━━━ GIVEN RECORDS ━━━

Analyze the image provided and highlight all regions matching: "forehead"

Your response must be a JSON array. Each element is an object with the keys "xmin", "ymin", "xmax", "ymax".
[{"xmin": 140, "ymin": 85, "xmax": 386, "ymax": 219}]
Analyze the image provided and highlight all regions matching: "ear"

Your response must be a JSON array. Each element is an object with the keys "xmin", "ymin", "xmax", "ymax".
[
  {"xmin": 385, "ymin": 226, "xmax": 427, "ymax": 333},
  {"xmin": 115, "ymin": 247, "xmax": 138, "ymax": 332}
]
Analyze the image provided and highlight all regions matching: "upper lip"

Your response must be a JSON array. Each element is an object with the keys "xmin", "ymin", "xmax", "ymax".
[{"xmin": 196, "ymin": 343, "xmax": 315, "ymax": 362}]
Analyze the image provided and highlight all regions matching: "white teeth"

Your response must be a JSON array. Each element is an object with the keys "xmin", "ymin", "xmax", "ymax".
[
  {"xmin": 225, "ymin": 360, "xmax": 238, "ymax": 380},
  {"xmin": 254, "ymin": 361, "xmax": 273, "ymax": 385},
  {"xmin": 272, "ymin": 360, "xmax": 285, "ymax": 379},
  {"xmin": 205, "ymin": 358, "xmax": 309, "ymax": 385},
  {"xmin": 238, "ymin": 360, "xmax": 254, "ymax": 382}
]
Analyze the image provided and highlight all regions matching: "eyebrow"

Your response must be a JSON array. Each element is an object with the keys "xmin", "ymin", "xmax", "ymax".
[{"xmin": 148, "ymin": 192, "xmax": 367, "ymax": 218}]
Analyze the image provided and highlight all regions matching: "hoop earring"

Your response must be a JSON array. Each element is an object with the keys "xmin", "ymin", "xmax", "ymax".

━━━

**BRIEF:** Having read the entries, output all of them verbatim.

**EXPECTED ANSWER:**
Analyze the image provided and highlight all regions matching: "forehead"

Your response must be a JSON array. Each element is an object with the keys "xmin", "ymin", "xmax", "ymax".
[{"xmin": 140, "ymin": 85, "xmax": 386, "ymax": 219}]
Analyze the image provided and highlight all regions matching: "ear"

Your response must be a JSON array. Each element is an object with the keys "xmin", "ymin", "xmax", "ymax".
[
  {"xmin": 385, "ymin": 226, "xmax": 427, "ymax": 333},
  {"xmin": 115, "ymin": 247, "xmax": 138, "ymax": 332}
]
Analyze the image provided and highlight all regions matching: "upper lip"

Your response must be a JSON array. Each element is an object with the keys "xmin", "ymin", "xmax", "ymax".
[{"xmin": 196, "ymin": 343, "xmax": 315, "ymax": 362}]
Analyze the image provided and highlight all regions matching: "white teeth"

Your response must be a JSON array. Each element is an object with the keys "xmin", "ymin", "xmax", "ymax".
[
  {"xmin": 225, "ymin": 360, "xmax": 238, "ymax": 380},
  {"xmin": 254, "ymin": 361, "xmax": 273, "ymax": 385},
  {"xmin": 272, "ymin": 360, "xmax": 285, "ymax": 379},
  {"xmin": 205, "ymin": 358, "xmax": 309, "ymax": 385},
  {"xmin": 238, "ymin": 360, "xmax": 254, "ymax": 382}
]
Analyze the image provided and highlight all regions matching: "eyebrow"

Your response must be a JSON array. Each element is an object with the keys "xmin", "ymin", "xmax", "ymax".
[{"xmin": 148, "ymin": 192, "xmax": 367, "ymax": 218}]
Analyze the image provided and highlight all regions matching: "hoop earring"

Your response must be a JSON array. Each element is an object with the keys "xmin", "ymin", "xmax", "ymax".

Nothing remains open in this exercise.